*Text extract*:
^^^^
THE ENERGY BILL
Let’s talk about personality integration. Firstly, let me point out that to use the term “integration” clearly implies that there exists disintegration in a man’s life. We must not fear this.
This is work most men never do and it costs them. What they find is they are often “hooked” or “triggered” by circumstances and so they learn to avoid them. Or they have motivations they don’t understand or acknowledge. This puts him in a weaker position and although this strategy works, it’s still a pattern of avoidance and he usually remains dissatisfied.
The problems start early. When a child is forced to align with benefactors over his own instincts at a level beyond his ability to understand, he will cling to acceptance and turn away from parts of himself.
Parents use guilt successfully but when that guilt exceeds the child’s ability to resolve, he will reluctantly move forward, subjugating himself to his caregiver’s will. He is thus forced to stifle and deny a part of himself to avoid the perceived rejection of his parents. This is how shame develops in degrees.
What other choice does the boy have? He relies upon his caregivers for his entire succorance: nurturing, shelter, safety, and the positive regard he craves. The carrot and stick, threat and reward approaches by his caregivers act as a takeaway close, and seed in him a craving for acceptance and unconditional love.
As he grows into adulthood, part of his energy is spent unconsciously holding those denied parts of himself in check, all the while conflicted under this push and pull. This causes confusion, doubt, and a lesser existence.
The psyche holds back some of his talent, for it is indiscriminate in its defense of the soul. The spirit speaks… but is muffled. The yearning is there but is wild and unreconciled and often, steeped in suffering.
It’s like having a house with an enormous electricity bill. To save power, you turn off lights and switch to fluorescent bulbs and even install energy saving appliances. To no avail, your bill is still too high.
Then one day, perhaps when another expensive bill arrives in the mail, you discover an underground cable running from just below the fuses in your power panel to the back wall and towards the direction of an old shed deep in the backyard.
^^^^
*Extracted records*:
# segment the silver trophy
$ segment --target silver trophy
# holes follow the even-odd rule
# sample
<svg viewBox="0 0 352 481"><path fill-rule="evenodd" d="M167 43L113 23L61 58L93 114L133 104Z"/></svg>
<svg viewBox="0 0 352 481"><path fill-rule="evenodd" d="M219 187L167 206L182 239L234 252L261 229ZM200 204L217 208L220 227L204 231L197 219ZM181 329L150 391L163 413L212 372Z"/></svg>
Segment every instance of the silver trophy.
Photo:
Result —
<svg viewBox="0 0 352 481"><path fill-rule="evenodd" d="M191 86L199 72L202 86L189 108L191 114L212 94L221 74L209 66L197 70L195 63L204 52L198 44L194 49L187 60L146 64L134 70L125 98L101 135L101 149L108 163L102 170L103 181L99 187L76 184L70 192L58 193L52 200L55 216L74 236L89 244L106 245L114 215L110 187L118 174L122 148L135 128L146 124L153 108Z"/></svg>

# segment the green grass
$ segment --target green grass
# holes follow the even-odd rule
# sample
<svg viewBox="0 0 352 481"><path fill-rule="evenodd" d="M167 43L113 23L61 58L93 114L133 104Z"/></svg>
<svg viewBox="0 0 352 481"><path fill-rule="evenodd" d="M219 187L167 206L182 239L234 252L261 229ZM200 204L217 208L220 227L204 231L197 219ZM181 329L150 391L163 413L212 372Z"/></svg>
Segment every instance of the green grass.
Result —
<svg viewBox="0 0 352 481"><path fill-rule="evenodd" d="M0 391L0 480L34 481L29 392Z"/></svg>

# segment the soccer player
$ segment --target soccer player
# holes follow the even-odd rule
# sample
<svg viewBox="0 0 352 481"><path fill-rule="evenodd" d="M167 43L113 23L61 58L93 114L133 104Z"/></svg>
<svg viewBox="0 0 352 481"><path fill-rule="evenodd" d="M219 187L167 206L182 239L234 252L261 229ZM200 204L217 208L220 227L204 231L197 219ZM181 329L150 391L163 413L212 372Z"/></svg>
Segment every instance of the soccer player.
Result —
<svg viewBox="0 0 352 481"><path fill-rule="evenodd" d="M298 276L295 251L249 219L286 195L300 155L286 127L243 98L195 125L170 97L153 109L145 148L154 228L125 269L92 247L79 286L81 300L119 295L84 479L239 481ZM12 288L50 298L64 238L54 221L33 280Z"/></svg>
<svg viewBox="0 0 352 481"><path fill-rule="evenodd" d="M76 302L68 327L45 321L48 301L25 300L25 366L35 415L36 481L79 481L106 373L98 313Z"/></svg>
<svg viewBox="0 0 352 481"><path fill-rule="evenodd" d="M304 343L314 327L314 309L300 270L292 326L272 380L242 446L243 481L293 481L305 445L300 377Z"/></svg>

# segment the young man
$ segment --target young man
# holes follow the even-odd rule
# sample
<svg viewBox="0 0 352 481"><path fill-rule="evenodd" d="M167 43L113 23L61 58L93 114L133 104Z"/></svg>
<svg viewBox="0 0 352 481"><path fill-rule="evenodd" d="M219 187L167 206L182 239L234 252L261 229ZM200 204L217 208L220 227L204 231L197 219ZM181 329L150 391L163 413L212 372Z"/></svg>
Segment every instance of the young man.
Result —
^^^^
*Set of tasks*:
A. Reproduce the entries word for word, starting at the line that contains "# segment the young man" and ending at the last line of the entries.
B. Continue the essay on personality integration from the point where it stops.

*Task results*:
A.
# segment the young man
$ segment --target young man
# holes follow the even-odd rule
# sample
<svg viewBox="0 0 352 481"><path fill-rule="evenodd" d="M167 43L113 23L61 58L93 114L133 104Z"/></svg>
<svg viewBox="0 0 352 481"><path fill-rule="evenodd" d="M219 187L167 206L182 239L234 252L261 229ZM200 204L217 208L220 227L204 231L197 219ZM181 329L150 391L163 413L212 372Z"/></svg>
Segment every instance of the young man.
Result —

B.
It’s right on the fence line with the next property and as far as you know, no one ever goes there. You thought it was empty, none of your business, not yours to deal with, and so, you have avoided it.
After enquiring around and establishing that it is fact part of your land, you get the courage to break into the shed. Inside, you are temporarily blinded as you find 1000-watt bulbs, lots of them, running 24/7. It’s not a cannabis grow-op so what else could it be? Seeking the source of this power you spot the feed going into the ground towards the direction of the main house.
Just as you are saying to yourself, “Holy shit! How long has this been going on?” you spot what looks like an image of your younger self, floating in suspended animation under the intensity of the lights. You recognize him from pictures you have seen of yourself.
Bewildered, you suddenly realize he is held in by the energy you yourself have unknowingly been providing all these years…
He responds only to your voice. You can’t explain what you do and say for these are as mysterious as the situation itself, but you give yourself over to discovery, determined not to leave the boy behind.
You have a conversation and it’s the most important talk you ever have. You listen and reacquaint yourself with him and once you have regained his trust, promise to never leave him again. You gently invite him to come up and into the big house.
He tells you things, and it’s as if he’s been waiting a long time for the two of you to be reunited and to share his story. You reassure him. He tells you more. You fill in blanks with whatever wisdom you have accumulated, and you realize what you need to do is to reparent him. He’s afraid but you persevere and take him wherever you go. He learns to handle new experiences as you defend him.
Slowly but surely, you bring him into your heart and more… ❤️ He’s not alone anymore, you are there for him and the two of you are fully reunited, and inextricably linked to each other. You have conversations in various circumstances, and he gives his perspective. You acknowledge and lead him from where he is in his confusion and suffering to where you are now with clarity and hope.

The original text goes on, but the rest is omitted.